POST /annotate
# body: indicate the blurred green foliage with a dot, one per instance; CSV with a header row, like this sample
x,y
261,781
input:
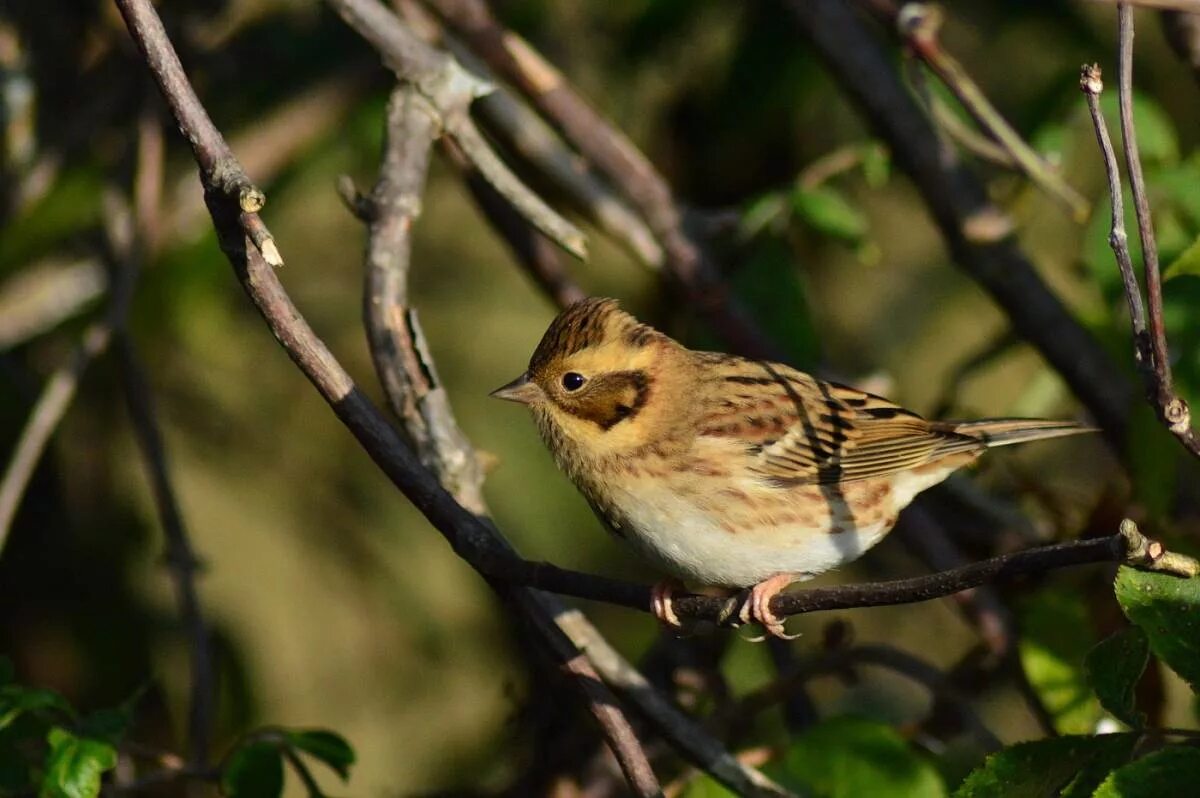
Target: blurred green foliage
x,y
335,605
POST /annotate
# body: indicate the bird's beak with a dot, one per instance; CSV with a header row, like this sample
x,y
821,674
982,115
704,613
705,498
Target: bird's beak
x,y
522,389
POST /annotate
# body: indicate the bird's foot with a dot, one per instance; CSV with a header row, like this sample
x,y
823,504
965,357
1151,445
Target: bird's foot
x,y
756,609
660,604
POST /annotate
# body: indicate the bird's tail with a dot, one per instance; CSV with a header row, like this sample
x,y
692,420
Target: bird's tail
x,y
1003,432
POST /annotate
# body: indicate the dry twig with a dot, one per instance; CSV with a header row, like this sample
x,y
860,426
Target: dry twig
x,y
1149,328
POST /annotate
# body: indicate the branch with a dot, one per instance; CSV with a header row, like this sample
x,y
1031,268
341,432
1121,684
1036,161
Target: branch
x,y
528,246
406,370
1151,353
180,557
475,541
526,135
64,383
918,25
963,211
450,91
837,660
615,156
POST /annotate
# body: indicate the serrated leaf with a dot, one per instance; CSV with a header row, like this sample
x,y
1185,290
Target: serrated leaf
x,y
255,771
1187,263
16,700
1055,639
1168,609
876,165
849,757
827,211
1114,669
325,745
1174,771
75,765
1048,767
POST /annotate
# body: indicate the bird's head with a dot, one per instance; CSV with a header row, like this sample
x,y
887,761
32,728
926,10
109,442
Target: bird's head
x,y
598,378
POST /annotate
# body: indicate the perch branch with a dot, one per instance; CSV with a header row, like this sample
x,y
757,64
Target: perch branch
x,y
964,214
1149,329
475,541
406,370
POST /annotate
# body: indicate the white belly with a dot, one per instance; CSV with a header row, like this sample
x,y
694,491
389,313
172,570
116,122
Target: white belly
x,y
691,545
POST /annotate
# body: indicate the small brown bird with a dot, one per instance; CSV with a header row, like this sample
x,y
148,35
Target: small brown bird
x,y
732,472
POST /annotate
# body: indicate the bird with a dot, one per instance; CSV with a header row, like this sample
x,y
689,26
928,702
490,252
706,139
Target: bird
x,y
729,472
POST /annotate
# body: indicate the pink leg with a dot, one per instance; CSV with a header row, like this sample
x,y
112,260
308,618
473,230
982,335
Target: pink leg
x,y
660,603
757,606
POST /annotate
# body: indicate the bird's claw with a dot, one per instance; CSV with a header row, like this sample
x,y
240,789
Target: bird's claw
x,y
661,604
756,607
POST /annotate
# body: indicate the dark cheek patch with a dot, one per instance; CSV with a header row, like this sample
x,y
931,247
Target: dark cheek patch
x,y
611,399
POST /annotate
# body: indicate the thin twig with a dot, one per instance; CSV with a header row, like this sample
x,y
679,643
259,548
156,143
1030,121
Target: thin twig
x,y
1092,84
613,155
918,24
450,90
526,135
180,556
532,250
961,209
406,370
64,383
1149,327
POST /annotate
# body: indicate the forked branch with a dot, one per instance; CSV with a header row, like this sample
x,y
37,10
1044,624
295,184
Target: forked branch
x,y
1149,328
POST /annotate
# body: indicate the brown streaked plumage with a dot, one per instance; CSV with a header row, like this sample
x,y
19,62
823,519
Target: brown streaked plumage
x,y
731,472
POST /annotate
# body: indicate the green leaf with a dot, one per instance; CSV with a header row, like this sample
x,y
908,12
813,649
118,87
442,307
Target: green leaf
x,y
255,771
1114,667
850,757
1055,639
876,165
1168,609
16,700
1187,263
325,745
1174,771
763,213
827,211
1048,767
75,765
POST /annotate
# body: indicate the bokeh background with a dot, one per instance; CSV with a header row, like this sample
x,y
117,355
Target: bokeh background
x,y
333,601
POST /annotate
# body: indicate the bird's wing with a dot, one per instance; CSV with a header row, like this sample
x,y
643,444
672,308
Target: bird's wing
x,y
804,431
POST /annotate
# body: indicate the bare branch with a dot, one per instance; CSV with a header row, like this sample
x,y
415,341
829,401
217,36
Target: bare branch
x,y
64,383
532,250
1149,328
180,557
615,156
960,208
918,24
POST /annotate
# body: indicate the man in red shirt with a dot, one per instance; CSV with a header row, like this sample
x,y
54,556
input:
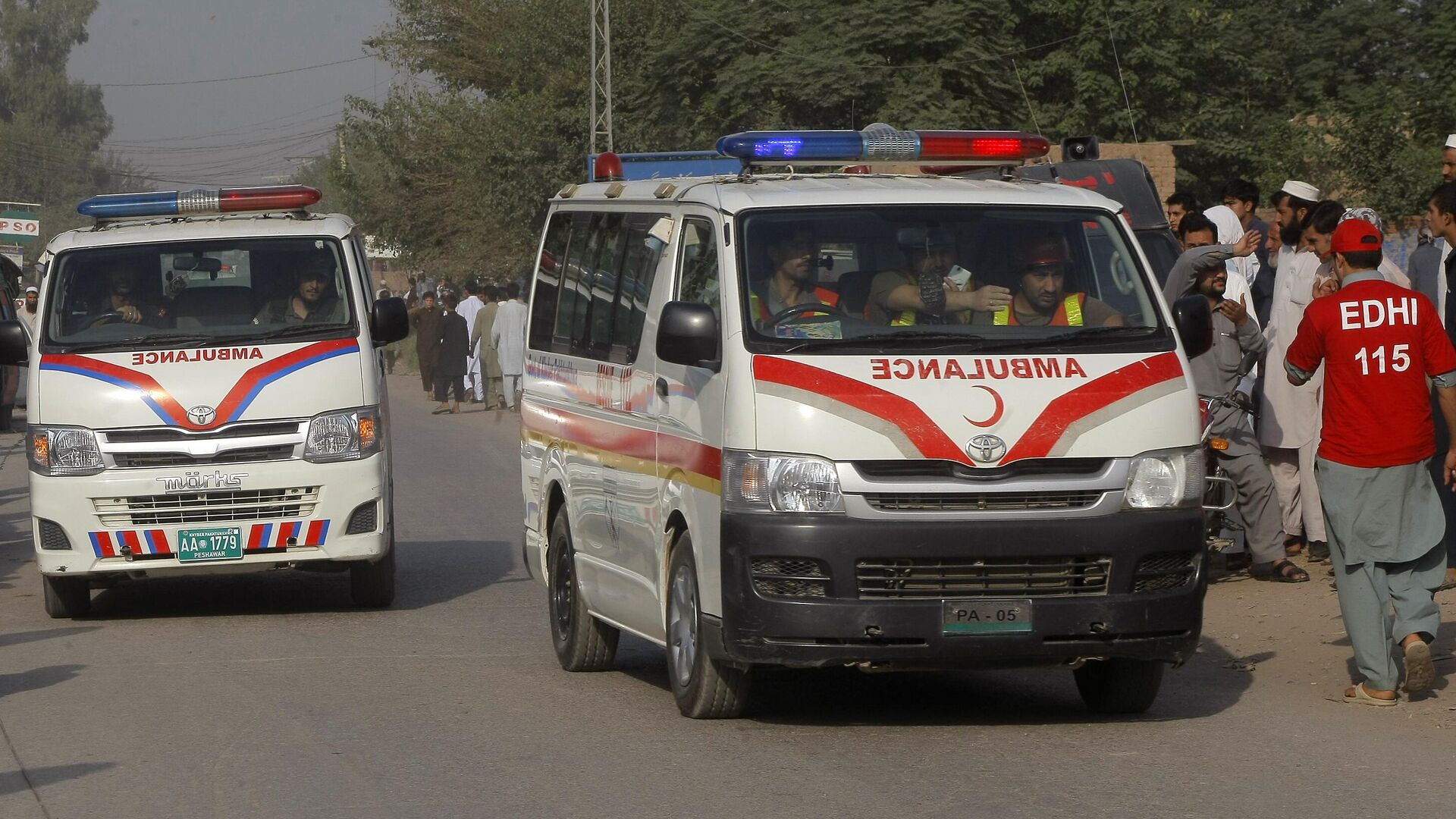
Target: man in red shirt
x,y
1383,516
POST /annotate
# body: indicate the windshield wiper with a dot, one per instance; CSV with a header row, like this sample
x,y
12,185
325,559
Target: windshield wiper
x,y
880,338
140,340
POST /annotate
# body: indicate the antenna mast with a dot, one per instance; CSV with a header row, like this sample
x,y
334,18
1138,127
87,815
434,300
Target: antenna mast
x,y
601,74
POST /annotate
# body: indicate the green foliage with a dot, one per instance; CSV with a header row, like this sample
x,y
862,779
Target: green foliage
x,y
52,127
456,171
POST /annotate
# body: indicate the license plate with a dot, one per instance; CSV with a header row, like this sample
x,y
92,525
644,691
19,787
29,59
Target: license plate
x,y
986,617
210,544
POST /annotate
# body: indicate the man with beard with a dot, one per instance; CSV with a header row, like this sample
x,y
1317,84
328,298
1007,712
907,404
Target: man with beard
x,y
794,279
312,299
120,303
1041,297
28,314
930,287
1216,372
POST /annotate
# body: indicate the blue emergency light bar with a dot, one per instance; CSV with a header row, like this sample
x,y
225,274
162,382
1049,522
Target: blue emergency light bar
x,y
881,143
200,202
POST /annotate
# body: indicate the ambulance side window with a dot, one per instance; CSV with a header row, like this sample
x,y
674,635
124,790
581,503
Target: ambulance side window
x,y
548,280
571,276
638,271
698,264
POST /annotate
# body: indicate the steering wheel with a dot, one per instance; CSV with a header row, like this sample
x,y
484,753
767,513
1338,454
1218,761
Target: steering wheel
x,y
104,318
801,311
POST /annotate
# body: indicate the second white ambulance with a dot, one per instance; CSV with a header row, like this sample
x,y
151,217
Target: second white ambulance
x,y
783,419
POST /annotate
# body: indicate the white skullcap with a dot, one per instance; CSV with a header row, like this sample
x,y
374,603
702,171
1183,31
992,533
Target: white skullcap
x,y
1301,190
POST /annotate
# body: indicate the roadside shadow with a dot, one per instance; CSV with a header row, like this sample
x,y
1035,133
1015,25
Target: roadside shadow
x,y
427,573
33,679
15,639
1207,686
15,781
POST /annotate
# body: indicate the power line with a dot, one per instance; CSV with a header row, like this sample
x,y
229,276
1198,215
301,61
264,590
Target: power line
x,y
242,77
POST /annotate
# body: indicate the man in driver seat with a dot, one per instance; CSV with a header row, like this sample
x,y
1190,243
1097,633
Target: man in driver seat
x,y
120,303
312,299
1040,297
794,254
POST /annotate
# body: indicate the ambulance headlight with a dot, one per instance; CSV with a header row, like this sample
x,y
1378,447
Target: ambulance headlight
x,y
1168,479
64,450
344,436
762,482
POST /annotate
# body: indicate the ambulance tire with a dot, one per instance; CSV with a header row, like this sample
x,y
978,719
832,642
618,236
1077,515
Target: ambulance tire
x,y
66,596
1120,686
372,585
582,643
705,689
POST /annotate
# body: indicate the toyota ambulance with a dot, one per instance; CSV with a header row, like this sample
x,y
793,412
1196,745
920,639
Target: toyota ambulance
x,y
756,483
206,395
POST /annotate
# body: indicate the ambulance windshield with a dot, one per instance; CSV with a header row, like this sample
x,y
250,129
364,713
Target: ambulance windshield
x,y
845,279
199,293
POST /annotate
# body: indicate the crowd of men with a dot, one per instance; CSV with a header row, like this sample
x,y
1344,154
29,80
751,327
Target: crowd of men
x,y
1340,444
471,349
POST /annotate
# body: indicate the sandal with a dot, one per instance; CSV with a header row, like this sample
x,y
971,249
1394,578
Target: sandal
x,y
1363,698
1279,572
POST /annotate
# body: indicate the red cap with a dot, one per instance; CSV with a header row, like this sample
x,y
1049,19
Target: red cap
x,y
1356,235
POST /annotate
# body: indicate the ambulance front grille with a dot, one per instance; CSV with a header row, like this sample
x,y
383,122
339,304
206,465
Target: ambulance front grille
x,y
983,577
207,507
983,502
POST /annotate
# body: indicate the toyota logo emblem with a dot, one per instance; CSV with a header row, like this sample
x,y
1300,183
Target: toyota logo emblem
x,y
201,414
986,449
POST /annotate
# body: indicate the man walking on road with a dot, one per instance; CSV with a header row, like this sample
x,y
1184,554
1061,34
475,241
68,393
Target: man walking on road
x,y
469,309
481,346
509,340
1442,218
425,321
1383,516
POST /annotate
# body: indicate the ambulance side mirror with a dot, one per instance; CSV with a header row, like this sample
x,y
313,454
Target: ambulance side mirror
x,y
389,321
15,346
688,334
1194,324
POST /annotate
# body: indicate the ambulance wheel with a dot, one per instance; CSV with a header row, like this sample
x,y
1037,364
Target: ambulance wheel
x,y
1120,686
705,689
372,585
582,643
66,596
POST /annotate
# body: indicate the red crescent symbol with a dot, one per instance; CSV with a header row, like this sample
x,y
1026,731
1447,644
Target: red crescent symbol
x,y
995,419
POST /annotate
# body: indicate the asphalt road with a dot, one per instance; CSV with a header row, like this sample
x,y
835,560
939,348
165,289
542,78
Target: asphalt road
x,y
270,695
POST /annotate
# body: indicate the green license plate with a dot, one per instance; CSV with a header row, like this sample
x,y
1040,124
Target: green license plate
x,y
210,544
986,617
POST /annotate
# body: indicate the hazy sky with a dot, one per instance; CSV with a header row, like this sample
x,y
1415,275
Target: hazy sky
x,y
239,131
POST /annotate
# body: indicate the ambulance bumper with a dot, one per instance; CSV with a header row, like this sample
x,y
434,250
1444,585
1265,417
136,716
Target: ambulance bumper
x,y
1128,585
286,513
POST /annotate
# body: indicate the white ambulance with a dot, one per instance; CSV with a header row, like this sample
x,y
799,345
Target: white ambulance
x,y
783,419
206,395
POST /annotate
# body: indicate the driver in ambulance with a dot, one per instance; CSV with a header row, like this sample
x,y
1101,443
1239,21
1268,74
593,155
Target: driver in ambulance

——

● **Required work**:
Collect every line above that contains the word "toyota" and copy each such line in full.

● **Right answer**:
# body: indicate the toyota ambulance with a dot, one per instance; CSV with a header row, like this sample
Target: toyota ambulance
# body: indicate the toyota logo emblem with a dot, one per instance; CSV with a header row, like this sample
Target: toyota logo emblem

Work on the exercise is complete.